▸ PROBLEM DESCRIPTION
Quote precisely the final stretch of the listing: start at the line containing "For every instance of the boy in" and stop after the last line.

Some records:
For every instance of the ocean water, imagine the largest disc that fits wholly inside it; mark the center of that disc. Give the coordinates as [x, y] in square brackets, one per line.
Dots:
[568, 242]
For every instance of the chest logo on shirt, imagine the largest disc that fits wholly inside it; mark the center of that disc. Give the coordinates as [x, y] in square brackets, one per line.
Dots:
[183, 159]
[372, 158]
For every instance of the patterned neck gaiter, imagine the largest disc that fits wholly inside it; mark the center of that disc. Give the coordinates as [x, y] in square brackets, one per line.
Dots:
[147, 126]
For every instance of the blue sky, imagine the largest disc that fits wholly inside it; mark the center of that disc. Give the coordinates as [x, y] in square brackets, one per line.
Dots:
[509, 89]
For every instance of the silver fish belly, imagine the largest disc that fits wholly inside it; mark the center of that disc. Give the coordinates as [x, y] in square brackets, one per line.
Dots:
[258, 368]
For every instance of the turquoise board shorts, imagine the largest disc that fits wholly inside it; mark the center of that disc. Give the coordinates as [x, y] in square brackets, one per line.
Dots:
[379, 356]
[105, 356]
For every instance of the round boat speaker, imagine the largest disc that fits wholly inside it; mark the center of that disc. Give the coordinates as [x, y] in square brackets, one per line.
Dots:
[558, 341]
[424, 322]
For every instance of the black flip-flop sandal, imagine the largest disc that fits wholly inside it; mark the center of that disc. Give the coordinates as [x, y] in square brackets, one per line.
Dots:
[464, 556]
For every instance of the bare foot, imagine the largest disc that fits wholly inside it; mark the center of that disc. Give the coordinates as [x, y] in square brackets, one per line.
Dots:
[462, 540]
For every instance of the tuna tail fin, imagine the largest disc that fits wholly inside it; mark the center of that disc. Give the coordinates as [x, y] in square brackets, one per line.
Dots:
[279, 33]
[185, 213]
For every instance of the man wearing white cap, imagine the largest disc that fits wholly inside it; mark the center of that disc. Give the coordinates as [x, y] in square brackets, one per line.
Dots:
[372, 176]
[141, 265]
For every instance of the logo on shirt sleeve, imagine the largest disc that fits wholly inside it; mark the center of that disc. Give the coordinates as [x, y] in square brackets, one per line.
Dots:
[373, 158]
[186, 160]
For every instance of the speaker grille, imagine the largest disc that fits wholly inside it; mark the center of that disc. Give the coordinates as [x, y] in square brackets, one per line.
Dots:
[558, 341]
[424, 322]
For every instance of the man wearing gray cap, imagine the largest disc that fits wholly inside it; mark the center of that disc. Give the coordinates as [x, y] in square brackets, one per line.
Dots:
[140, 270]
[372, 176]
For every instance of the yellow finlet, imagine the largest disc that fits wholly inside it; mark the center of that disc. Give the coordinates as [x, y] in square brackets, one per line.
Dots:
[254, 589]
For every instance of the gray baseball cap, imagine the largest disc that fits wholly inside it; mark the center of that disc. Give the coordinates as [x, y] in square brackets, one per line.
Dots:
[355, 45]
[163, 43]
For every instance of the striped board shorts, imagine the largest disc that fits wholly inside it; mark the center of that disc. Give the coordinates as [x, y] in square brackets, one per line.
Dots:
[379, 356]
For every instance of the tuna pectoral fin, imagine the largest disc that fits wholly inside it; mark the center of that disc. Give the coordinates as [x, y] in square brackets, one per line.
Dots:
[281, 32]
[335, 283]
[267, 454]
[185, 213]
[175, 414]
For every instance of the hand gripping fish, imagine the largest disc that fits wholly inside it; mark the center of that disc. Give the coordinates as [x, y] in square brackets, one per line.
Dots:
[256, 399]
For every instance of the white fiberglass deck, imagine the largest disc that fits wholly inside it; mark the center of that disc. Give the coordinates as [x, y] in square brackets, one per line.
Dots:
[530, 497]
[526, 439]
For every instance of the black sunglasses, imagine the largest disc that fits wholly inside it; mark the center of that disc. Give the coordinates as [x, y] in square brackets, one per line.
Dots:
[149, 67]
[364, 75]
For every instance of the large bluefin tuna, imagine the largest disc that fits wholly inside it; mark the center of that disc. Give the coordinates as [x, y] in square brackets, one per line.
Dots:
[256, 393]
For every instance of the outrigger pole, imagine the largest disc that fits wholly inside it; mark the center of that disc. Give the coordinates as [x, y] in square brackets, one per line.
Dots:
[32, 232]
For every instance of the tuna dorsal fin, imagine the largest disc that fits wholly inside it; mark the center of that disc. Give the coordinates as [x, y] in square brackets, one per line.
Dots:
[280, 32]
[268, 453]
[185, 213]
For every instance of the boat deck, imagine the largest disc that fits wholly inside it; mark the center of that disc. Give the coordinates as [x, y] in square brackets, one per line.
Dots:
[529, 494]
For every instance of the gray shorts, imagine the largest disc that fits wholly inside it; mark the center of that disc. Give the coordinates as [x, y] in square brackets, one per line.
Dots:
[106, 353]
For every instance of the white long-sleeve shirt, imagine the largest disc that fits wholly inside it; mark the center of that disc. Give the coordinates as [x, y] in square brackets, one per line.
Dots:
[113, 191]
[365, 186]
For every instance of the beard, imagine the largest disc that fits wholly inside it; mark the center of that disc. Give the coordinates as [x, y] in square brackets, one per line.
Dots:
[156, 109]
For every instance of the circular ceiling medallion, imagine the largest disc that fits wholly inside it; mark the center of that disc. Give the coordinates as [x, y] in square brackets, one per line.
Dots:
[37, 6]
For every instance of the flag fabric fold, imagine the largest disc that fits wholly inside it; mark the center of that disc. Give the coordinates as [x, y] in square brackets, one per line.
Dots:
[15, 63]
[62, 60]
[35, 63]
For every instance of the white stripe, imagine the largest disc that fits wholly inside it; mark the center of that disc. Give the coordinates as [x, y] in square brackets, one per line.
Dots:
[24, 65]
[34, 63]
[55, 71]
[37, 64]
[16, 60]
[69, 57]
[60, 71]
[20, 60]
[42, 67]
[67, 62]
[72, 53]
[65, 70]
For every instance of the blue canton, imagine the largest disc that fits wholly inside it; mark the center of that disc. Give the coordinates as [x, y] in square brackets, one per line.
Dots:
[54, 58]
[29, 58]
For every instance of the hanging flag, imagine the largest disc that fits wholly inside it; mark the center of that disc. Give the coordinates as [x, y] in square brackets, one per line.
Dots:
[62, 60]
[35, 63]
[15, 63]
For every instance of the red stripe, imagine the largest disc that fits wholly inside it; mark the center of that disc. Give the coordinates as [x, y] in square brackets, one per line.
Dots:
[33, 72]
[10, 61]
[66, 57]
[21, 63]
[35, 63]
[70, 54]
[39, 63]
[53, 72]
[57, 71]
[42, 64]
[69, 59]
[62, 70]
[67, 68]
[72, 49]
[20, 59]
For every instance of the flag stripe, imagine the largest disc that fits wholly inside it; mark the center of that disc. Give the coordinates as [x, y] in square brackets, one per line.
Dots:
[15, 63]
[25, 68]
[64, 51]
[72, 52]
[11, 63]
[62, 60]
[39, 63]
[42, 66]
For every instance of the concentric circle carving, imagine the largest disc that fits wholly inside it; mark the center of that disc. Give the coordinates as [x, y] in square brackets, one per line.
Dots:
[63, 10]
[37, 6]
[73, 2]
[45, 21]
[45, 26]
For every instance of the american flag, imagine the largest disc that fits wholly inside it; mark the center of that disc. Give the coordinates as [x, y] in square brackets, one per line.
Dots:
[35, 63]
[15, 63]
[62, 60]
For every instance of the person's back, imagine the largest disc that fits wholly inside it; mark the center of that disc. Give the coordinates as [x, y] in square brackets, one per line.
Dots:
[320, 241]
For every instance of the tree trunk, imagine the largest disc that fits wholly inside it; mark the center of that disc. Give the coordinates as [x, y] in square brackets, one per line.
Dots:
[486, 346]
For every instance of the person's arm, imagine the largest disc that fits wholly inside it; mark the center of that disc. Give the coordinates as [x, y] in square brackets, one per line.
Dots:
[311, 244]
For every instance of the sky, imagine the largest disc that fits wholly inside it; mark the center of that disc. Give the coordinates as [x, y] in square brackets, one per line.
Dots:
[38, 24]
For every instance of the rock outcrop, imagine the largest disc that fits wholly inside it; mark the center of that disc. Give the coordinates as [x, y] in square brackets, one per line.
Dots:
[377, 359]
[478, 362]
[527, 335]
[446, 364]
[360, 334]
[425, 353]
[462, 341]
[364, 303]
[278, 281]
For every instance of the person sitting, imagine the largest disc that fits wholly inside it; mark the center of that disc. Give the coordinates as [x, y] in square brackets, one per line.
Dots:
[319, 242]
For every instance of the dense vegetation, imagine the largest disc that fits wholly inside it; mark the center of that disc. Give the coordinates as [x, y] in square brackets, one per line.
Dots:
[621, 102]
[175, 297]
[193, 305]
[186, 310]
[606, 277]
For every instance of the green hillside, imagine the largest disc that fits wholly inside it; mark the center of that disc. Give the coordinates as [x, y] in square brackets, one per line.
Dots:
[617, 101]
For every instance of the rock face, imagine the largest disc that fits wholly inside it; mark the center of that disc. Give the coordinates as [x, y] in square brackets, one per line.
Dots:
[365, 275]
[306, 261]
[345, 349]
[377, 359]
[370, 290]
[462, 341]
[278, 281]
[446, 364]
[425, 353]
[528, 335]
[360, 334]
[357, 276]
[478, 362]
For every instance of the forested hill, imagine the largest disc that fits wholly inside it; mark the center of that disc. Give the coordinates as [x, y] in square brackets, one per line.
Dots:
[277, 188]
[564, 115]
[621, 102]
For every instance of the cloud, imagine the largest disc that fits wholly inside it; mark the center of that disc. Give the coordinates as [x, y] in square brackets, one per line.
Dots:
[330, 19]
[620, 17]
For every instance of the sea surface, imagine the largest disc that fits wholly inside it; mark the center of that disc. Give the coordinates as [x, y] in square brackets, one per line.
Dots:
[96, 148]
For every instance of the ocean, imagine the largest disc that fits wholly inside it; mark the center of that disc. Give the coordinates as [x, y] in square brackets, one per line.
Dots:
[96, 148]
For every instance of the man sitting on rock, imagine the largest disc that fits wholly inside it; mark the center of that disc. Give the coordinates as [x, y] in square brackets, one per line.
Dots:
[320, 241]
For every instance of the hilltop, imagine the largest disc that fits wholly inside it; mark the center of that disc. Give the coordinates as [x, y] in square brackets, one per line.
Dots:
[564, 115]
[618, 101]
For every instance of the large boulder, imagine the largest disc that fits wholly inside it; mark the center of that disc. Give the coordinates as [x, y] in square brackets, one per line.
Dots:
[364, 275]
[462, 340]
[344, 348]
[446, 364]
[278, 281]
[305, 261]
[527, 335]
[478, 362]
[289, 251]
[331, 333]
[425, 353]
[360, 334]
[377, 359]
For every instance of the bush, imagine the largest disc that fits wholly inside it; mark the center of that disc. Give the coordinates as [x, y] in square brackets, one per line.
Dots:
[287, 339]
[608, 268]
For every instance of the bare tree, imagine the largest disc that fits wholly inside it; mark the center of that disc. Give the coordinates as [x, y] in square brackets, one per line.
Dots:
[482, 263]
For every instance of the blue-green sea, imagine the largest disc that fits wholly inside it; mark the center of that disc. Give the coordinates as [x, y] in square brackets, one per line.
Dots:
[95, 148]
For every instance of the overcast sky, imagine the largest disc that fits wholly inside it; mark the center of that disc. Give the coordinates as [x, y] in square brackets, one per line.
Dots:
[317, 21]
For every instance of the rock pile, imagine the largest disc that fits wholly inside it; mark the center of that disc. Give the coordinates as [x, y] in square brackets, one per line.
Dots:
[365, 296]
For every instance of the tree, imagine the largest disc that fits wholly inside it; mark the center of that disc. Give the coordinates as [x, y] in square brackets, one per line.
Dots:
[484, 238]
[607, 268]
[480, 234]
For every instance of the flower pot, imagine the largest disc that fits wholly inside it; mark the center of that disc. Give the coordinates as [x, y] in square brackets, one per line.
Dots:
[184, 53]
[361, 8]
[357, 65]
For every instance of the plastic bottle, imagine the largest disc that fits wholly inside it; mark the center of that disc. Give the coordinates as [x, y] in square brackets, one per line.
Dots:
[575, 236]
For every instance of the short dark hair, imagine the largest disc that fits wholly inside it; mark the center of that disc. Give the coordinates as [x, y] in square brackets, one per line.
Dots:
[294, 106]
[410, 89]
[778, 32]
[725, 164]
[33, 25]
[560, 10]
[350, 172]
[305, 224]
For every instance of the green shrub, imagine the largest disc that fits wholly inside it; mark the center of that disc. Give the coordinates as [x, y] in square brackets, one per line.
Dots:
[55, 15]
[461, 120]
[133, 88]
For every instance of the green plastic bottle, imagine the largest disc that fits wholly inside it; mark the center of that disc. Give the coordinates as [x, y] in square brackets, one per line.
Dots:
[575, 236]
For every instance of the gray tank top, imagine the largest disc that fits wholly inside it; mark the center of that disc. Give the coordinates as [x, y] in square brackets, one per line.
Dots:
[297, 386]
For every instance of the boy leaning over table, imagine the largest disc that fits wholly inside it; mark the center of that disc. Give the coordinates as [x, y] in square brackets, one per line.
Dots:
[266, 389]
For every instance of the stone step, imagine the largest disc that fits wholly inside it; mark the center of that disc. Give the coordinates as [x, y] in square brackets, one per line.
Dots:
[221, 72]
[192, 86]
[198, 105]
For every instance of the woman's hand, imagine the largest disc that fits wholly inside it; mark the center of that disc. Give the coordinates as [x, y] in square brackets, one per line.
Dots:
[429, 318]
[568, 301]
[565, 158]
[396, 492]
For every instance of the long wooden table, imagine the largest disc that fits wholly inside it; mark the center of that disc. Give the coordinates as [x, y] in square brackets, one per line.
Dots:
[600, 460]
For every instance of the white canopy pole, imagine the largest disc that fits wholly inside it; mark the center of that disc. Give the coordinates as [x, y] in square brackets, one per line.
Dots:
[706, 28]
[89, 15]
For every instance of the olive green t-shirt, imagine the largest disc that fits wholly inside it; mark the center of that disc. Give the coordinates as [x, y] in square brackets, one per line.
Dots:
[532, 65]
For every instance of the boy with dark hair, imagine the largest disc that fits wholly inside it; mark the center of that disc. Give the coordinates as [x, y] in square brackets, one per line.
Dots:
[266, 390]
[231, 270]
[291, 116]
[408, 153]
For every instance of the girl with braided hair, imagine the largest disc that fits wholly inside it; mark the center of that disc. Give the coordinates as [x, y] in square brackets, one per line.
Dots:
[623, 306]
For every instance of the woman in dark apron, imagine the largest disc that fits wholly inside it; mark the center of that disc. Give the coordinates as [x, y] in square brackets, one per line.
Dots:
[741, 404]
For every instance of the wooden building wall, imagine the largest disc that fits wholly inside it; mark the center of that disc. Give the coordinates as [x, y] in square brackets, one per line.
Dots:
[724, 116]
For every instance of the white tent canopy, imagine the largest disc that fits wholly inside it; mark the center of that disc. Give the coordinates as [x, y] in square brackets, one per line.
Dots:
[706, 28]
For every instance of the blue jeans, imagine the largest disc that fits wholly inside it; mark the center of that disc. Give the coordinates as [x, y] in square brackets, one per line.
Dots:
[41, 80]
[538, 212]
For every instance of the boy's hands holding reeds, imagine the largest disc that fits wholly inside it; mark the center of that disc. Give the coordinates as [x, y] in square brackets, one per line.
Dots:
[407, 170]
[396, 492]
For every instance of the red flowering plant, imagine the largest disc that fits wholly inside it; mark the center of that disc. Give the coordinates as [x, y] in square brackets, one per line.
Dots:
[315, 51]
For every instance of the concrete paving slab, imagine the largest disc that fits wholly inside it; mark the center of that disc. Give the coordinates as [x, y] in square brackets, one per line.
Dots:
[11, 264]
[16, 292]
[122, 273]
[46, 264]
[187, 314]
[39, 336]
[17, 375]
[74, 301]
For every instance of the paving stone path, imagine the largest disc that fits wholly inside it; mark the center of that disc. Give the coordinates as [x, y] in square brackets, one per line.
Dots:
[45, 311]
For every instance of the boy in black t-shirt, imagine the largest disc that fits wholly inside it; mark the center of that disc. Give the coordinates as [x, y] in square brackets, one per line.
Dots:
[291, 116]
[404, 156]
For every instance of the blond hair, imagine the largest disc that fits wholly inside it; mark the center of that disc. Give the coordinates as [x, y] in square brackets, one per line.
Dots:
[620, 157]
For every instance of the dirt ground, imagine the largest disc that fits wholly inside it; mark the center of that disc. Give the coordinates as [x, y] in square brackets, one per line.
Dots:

▸ ANSWER FOR THE TASK
For every instance of the boy in black t-shirt, imagine the largest disc that fits wholly inside it; mark the center of that disc. Give the coordinates as [x, y] in square brackets, one per line.
Dots:
[291, 116]
[404, 156]
For every instance of the blond hair, imagine the largest disc that fits wholly inside it; mark the center of that disc. Give the coordinates as [x, y] in square brackets, one per line.
Dots:
[620, 157]
For every instance of the dirt ground, imagine the largest disc that fits wholly inside it; mark the center of that disc. Give the coordinates as [x, y] in square brackets, one per line.
Dots:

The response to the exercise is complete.